__OBJETIVO DO EXERCÍCIO__.
Transcreva do trecho sobre a obra de Noguera a parte que começa em "No que se refere" e termina em "a monogamia institucionalmente.", sem mudar nenhuma palavra.

__TRECHO DO DOCUMENTO__.

"""

Antes de avançar, quero dizer que a escolha pela obra deste filósofo não foi arbitrária. Na verdade, Noguera e eu temos algumas aproximações intelectuais e afetivas, de trocas engrandecedoras. Além disso, trata-se de um dos poucos homens negros intelectuais, de alcance nacional, falando de amor. Contudo, partimos de lugares distintos para analisar o mesmo fenômeno e, para mim, há muitos equívocos em suas interpretações. Separei, então, quatro pontos em sua obra que me chamaram atenção, dois mais gerais e dois mais específicos. Os mais gerais referem-se: a) sua análise sobre a monogamia e b) sua visão normativa acerca do amor. Os mais específicos são c) a tese que ele defende sobre “o amor como sobrevivência” e d) o “ciúme como algo natural do ser humano”. Minhas críticas se concentrarão nesses pontos.

No que se refere aos aspectos mais gerais, em seu livro há uma abordagem histórica pouco profunda sobre o amor no ocidente e sua vinculação à monogamia e, por essa razão, ele a interpreta como uma “questão de escolha”, pior: Noguera afirma existir uma essência interior nas pessoas que as fazem monogâmicas: “depende de cada indivíduo e do entendimento de seus desejos […] Há pessoas com naturezas afetivas monogâmicas, que se sentem bem em relações conjugais com um único cônjuge” (NOGUERA, 2020, p. 125). Desse modo, descarta-se os fatores macroestruturais que, ainda hoje, condicionam a monogamia institucionalmente.

Sendo assim, sustenta-se um simplismo gratuito na definição de causalidades e efeitos para questões complexas, de maior envergadura. Isso em razão de sua obra funcionar como uma literatura de aconselhamento para ensinar o que é o amor e como amar de modo saudável, introduzindo e apresentando essa “arte” para que as pessoas tenham direcionamento e mantenham o amor em suas relações. Nessa “literatura de aconselhamento” entende-se que as emoções possam ser gerenciadas e controladas para o sucesso/êxito pessoal e/ou para alcançar o “autoconhecimento”. Na obra de Noguera não falta o jargão afirmativo do que seria (ou o que caracteriza) uma relação amorosa “bem-sucedida” e quais são os artifícios mais apropriados para não dar “um fim no amor” que para ele, ocorre (sempre e com toda a humanidade) quando não se tem admiração ou desejo. Assim, Noguera parte do princípio do que “deveria ser” uma boa relação amorosa ou um amor verdadeiro, em uma visão totalmente normativa.

"""

__LINHAS DE DADOS__.
"""

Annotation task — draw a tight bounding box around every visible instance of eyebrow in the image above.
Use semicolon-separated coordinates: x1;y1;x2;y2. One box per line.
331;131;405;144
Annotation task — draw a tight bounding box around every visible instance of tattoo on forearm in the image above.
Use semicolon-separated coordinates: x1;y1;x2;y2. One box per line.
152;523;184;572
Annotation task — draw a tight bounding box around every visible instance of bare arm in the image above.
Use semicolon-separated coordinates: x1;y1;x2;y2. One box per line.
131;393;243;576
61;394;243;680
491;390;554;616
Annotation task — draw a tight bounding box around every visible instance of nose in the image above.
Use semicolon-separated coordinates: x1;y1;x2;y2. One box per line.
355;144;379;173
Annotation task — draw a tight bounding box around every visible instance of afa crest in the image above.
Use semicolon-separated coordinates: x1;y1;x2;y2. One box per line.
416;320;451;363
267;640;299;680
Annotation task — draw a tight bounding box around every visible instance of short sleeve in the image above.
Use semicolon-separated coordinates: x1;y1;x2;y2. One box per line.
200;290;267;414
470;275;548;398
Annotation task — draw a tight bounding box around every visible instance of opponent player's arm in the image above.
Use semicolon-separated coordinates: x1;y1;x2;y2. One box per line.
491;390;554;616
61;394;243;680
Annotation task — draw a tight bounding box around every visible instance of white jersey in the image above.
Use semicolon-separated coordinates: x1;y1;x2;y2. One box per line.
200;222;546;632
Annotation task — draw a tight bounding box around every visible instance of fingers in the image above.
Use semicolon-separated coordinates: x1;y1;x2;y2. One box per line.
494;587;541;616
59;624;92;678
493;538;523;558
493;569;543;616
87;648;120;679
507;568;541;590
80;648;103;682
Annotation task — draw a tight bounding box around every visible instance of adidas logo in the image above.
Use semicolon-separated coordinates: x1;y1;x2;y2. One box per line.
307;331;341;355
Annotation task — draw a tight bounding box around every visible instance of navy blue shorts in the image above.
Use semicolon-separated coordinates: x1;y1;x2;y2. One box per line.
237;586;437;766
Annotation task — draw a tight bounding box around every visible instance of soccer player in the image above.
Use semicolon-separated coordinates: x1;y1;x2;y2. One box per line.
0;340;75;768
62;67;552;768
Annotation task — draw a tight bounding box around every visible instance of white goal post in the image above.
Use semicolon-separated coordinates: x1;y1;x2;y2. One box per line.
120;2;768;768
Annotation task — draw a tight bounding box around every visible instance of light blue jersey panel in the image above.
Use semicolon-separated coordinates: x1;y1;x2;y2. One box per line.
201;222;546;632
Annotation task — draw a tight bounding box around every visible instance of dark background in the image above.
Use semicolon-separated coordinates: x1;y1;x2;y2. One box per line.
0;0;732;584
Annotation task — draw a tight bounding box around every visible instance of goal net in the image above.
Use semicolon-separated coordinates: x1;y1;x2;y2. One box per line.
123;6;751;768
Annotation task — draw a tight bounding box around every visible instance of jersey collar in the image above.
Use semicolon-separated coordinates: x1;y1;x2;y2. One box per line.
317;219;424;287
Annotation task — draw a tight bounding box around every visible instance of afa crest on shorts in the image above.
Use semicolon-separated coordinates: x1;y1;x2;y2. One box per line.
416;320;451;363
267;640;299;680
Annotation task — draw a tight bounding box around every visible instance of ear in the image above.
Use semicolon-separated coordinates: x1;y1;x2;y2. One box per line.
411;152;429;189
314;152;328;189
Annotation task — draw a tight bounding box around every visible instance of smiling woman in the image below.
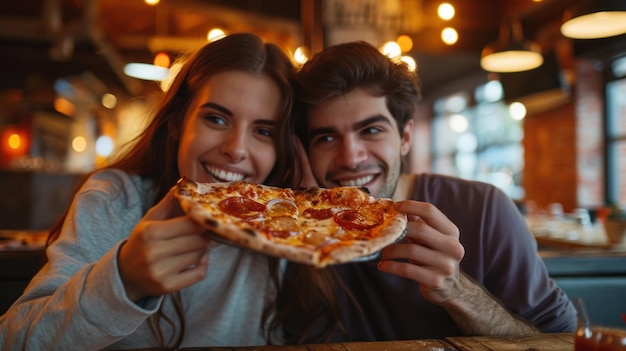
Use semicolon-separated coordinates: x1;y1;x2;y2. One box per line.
0;33;299;350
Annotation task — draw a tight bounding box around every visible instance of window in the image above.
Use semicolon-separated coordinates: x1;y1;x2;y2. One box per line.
432;81;520;199
606;77;626;204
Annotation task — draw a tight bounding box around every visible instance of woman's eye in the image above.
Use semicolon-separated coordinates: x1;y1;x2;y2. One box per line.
313;135;335;144
256;128;274;138
204;115;227;126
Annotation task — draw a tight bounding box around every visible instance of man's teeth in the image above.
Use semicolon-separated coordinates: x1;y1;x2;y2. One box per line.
207;167;245;182
339;175;374;186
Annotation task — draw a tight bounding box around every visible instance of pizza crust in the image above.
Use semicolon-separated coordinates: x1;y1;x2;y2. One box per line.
176;180;407;268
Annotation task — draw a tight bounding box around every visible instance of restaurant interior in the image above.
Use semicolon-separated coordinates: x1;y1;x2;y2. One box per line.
0;0;626;332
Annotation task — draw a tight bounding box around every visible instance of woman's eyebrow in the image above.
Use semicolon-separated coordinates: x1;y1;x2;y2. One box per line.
200;102;234;116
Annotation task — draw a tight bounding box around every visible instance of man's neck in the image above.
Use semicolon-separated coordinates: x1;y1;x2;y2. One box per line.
392;174;417;201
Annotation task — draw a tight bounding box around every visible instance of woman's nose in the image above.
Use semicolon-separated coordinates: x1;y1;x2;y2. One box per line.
220;130;248;162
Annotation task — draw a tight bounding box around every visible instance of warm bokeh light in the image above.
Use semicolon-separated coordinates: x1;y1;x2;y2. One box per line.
396;34;413;52
400;55;417;71
72;136;87;152
54;96;76;116
509;102;526;121
293;46;309;65
448;114;469;133
124;62;170;81
437;2;455;21
441;27;459;45
100;93;117;110
206;28;226;41
96;135;114;157
380;41;402;59
154;52;170;68
0;127;28;159
8;133;22;150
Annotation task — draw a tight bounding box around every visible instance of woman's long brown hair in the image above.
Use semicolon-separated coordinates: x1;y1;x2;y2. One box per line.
46;33;302;347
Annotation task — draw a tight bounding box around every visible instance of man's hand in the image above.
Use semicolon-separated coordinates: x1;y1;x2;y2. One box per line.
378;200;538;335
378;200;465;305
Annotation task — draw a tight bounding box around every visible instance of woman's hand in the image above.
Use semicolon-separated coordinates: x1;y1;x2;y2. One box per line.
118;190;209;301
378;200;465;305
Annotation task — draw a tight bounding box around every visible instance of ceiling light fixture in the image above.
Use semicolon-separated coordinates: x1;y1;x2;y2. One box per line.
561;0;626;39
480;20;543;73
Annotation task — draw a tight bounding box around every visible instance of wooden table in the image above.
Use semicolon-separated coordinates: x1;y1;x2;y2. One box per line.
181;333;574;351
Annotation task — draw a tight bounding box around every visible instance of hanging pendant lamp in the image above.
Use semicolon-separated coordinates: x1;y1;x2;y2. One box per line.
480;20;543;73
561;0;626;39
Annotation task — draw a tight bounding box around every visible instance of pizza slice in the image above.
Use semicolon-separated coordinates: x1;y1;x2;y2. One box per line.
176;179;407;268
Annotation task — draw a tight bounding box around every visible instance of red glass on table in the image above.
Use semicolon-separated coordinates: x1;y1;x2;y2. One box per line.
574;299;626;351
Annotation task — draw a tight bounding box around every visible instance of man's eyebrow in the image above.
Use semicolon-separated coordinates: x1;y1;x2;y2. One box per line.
352;115;391;130
309;115;391;138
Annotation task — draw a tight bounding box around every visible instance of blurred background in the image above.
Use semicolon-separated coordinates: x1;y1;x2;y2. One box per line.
0;0;626;229
0;0;626;327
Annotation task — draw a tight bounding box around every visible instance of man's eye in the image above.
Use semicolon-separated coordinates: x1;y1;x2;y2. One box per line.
361;127;383;134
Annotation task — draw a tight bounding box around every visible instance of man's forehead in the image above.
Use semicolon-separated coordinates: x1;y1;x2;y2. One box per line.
308;90;393;128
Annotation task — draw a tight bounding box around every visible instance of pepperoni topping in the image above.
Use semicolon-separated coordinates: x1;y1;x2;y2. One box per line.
264;216;300;239
265;199;298;217
335;210;383;230
302;208;333;220
219;197;265;218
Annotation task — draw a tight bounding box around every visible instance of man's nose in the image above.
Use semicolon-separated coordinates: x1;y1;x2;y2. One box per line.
220;129;248;162
336;137;367;169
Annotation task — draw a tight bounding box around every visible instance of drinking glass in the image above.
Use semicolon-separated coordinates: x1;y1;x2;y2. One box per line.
574;298;626;351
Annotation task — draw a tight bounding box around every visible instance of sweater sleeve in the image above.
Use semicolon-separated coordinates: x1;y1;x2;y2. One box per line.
0;172;162;350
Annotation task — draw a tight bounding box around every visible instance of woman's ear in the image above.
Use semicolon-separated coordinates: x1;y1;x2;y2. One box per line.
167;119;180;141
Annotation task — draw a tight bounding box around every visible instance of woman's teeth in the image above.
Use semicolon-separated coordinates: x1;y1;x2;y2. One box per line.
206;166;245;182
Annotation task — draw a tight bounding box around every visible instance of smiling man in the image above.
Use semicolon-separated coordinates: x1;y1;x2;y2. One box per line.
278;42;576;342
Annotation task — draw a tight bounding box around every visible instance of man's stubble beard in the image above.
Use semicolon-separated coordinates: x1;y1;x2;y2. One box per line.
375;156;402;198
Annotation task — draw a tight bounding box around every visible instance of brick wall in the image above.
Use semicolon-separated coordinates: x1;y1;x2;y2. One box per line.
522;101;578;212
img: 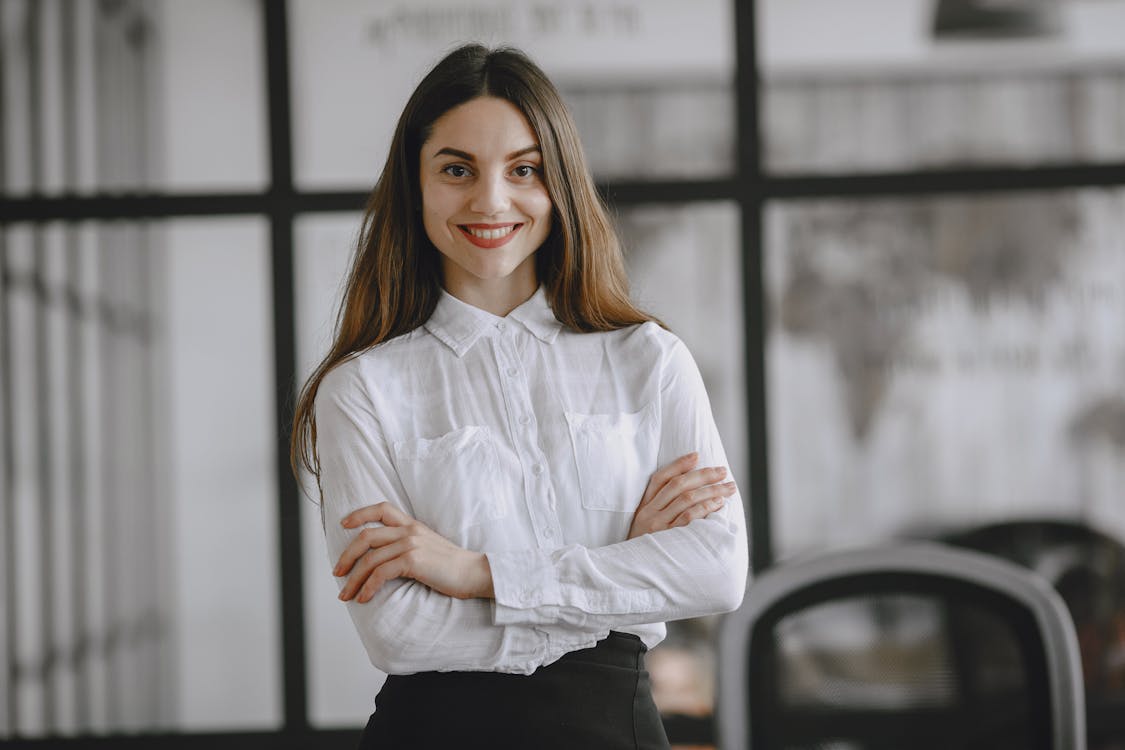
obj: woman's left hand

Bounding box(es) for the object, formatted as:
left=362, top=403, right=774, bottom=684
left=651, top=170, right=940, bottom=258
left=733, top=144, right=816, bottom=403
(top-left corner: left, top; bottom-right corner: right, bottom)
left=332, top=503, right=494, bottom=603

"""

__SOLUÇÃO COMPLETA__.
No que se refere aos aspectos mais gerais, em seu livro há uma abordagem histórica pouco profunda sobre o amor no ocidente e sua vinculação à monogamia e, por essa razão, ele a interpreta como uma “questão de escolha”, pior: Noguera afirma existir uma essência interior nas pessoas que as fazem monogâmicas: “depende de cada indivíduo e do entendimento de seus desejos […] Há pessoas com naturezas afetivas monogâmicas, que se sentem bem em relações conjugais com um único cônjuge” (NOGUERA, 2020, p. 125). Desse modo, descarta-se os fatores macroestruturais que, ainda hoje, condicionam a monogamia institucionalmente.